ПОСТАВЛЕННАЯ ЗАДАЧА A> Почему в приведённом ниже отрывке о Прусте его «изобретения» названы капитальными?

ФРАГМЕНТ ТЕКСТА>
/---

Хосе Ортега-и-Гассет. Время, расстояние и форма в искусстве Пруста
Перевод В. Г. Резник, 1991 г.
OCR: Сергей Петров, 11.07.99
Origin: http://www.chat.ru/~scbooks/
Вот и еще одной жизни пришел конец, а заодно и праздникам нашим конец
настал. Немало людей во всех странах предвкушали наслаждение от новых книг
Пруста. Чтобы публика "ждала" выхода книги, такого уже давно не бывало.
Конечно, есть весьма уважаемые писатели, мы часто принимаем их в
читательских клубах. Но преувеличенная почтительность, с которой мы их
приветствуем, говорит о том, что не так-то уж они и желанны. Для этих господ
писать - значит принимать некую позу. С завидным постоянством они
демонстрируют нам свой скудный арсенал стереотипных "пластических" картин.
Последствия не заставляют себя ждать: после нескольких представлений у нас
пропадает охота еще раз смотреть спектакль.
Но есть другой род писателей - это те, которым повезло "напасть на
жилу". Их положение очень схоже с судьбой научных первооткрывателей. Просто
и с ошеломляющей очевидностью они обнаруживают, что их ноги топчут не
торенные искусством. тропы. Если по отношению к писателям, о которых
говорилось выше, можно воспользоваться случайным и невнятным определением,
назвав их "творцами", то последних следовало бы именовать
первооткрывателями. Они набредают на невиданную фауну неведомых земель и
обнаруживают новый способ видения с необычным показателем преломления, некую
простую оптическую закономерность. Положение таких авторов много устойчивее,
и, хотя их творчество всегда равно самому себе, оно сулит нам новизну,
первозданную свежесть, зрелище, от которого трудно отвернуться. Вот и
Платон, когда ищет, куда бы ему вписать философов, помещает их в разряд
filotheamones, или друзей созерцания[1]. Может статься, Платон считал
визуальную страсть наиболее стойкой человеческой добродетелью. Пруст - один
из таких "первооткрывателей". И среди нынешней продукции, столь манерной,
столь никчемной, его творчество предстает насущно необходимым. Если из
литературы XIX века изъять произведения Пруста, то на этом месте останется
дыра с четко очерченными краями. И еще одно нужно сказать, чтобы подчеркнуть
неизбежность его искусства: оно было несколько запоздалым, и тот, кто к нему
приглядится, различит в его облике следы легкого анахронизма.
"Изобретения" Пруста капитальны, потому что они относятся к самым
основополагающим параметрам литературного объекта. Речь идет не более и не
менее как о новой трактовке времени и пространства. Если для того, чтобы не
читавший Пруста мог составить себе о нем представление, мы перечислим, о чем
он пишет - о летнем отдыхе в родовом поместье, о любви Свана, о детских
играх на фоне Люксембургских садов, о лете в Бретани, о роскошном отеле, о
морских брызгах в лицо, о фигурах скользящих по волнам нереид, о лицах
девушек в цвету и т. д., - то, перечислив, мы поймем, что решительно ничего
не сказали и что сами эти темы, множество раз использовавшиеся романистами,
не позволяют определить вклад Пруста. Много лет назад в библиотеку Сан
Исидро захаживал один бедный горбун, такой маленький, что не доставал до
стола. Он неизменно подходил к дежурному библиотекарю и просил у него
словарь. "Вам какой? - вежливо спрашивал служащий. - Латинский, французский,
английский?" На что маленький горбун отвечал: "Да знаете, любой, мне под
себя положить".

\---

ИСХОДНЫЕ ДАННЫЕ>
/---

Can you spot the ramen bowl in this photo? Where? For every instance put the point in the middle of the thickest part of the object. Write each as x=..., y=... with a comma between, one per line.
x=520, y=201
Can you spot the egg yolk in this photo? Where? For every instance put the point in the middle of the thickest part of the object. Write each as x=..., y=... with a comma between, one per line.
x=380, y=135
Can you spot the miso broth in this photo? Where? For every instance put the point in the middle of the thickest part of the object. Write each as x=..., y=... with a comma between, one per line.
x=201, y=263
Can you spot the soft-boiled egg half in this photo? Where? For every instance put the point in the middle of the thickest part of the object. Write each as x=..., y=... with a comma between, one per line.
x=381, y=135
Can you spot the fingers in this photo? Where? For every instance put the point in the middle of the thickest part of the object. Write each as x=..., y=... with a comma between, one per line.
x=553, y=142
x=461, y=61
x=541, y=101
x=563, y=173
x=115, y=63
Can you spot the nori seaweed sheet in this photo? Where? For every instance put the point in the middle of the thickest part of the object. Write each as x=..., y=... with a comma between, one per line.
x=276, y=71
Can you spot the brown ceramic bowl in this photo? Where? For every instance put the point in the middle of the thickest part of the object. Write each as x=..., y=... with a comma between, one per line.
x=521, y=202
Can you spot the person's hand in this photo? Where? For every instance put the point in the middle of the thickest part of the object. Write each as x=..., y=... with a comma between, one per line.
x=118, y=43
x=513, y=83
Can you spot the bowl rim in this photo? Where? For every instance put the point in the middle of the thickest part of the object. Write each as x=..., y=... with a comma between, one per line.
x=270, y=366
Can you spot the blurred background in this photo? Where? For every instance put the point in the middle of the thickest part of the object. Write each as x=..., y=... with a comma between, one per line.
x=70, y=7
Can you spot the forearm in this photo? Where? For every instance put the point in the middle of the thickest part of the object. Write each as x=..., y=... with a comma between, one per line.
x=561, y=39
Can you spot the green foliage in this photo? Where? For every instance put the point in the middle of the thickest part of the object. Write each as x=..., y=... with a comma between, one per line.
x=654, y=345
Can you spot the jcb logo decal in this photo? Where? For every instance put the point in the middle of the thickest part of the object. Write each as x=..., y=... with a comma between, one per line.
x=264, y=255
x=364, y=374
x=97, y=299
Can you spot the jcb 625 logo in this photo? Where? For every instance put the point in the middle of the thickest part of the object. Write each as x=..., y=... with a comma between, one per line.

\---

ПОСТАВЛЕННАЯ ЗАДАЧА B> Замените в записях выше «green foliage» на «green leaves» в строках, начиная со строки, где есть «Can you spot the brown», и заканчивая строкой, где есть «x=97, y=299». Выведите только эти строки, остальное в них не меняйте.

ПОЛНОЕ РЕШЕНИЕ A> Они относятся к самым основополагающим параметрам литературного объекта, ведь речь идёт о новой трактовке времени и пространства.

ПОЛНОЕ РЕШЕНИЕ B>
Can you spot the brown ceramic bowl in this photo? Where? For every instance put the point in the middle of the thickest part of the object. Write each as x=..., y=... with a comma between, one per line.
x=521, y=202
Can you spot the person's hand in this photo? Where? For every instance put the point in the middle of the thickest part of the object. Write each as x=..., y=... with a comma between, one per line.
x=118, y=43
x=513, y=83
Can you spot the bowl rim in this photo? Where? For every instance put the point in the middle of the thickest part of the object. Write each as x=..., y=... with a comma between, one per line.
x=270, y=366
Can you spot the blurred background in this photo? Where? For every instance put the point in the middle of the thickest part of the object. Write each as x=..., y=... with a comma between, one per line.
x=70, y=7
Can you spot the forearm in this photo? Where? For every instance put the point in the middle of the thickest part of the object. Write each as x=..., y=... with a comma between, one per line.
x=561, y=39
Can you spot the green leaves in this photo? Where? For every instance put the point in the middle of the thickest part of the object. Write each as x=..., y=... with a comma between, one per line.
x=654, y=345
Can you spot the jcb logo decal in this photo? Where? For every instance put the point in the middle of the thickest part of the object. Write each as x=..., y=... with a comma between, one per line.
x=264, y=255
x=364, y=374
x=97, y=299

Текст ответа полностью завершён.